EXERCISE DATA:
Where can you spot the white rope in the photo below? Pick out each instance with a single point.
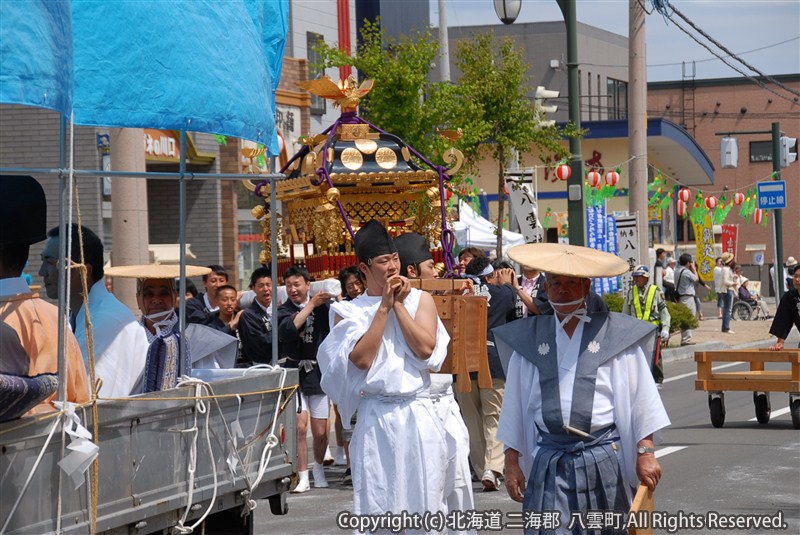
(200, 408)
(271, 441)
(63, 318)
(56, 424)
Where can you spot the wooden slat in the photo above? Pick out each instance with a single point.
(735, 355)
(762, 385)
(753, 375)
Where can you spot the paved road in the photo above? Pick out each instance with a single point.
(742, 468)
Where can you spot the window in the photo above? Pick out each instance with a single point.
(617, 99)
(760, 151)
(314, 70)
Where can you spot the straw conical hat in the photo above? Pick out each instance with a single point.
(155, 271)
(572, 260)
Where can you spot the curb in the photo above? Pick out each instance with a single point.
(685, 353)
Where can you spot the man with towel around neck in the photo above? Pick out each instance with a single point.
(581, 407)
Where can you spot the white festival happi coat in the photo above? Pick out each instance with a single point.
(120, 343)
(398, 452)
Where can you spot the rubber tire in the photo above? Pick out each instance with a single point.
(228, 522)
(716, 407)
(763, 407)
(795, 410)
(741, 311)
(278, 505)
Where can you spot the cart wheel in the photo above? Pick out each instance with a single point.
(763, 407)
(795, 410)
(716, 407)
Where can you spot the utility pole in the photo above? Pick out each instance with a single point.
(129, 227)
(777, 215)
(444, 43)
(637, 122)
(576, 211)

TASK: Pictures aside, repeat every line of the data above exactly.

TASK SOLUTION:
Where can you spot the white rope in the photo below? Pick out each instance with a single point.
(200, 408)
(271, 441)
(63, 318)
(56, 424)
Where can you spot the wooden slat in the photo above? Pick out each instance with a single point.
(735, 355)
(762, 385)
(753, 375)
Where can you spot the paved road in the photo above? Pick out each instance with a single point.
(742, 468)
Where can you spot the window in the photo above? Pick out each instance with a single point.
(617, 99)
(760, 151)
(314, 70)
Where can you spot the straw conical hat in the photo above? Pick out each instance with a single point.
(155, 271)
(572, 260)
Where can you spot the curb in the photo above? Pick out each instance with a single point.
(685, 353)
Where can you spot the man with towel around neck in the photo above? Pick out each instance with a single point.
(581, 407)
Where can you spot the white festival happi coat in the photo above? Pick out each instance with a single point.
(120, 343)
(398, 452)
Where can you spot the rubber tire in the photo above? Pick out each instance with a single point.
(228, 522)
(716, 407)
(763, 407)
(795, 410)
(741, 311)
(278, 505)
Where can you spot the cart wheel in the photo above? Pick out each instance with a single point.
(763, 407)
(795, 410)
(716, 407)
Where can you spot the utility pole in the photo above? Pick out each instance with a single point.
(129, 227)
(777, 215)
(444, 43)
(637, 122)
(576, 211)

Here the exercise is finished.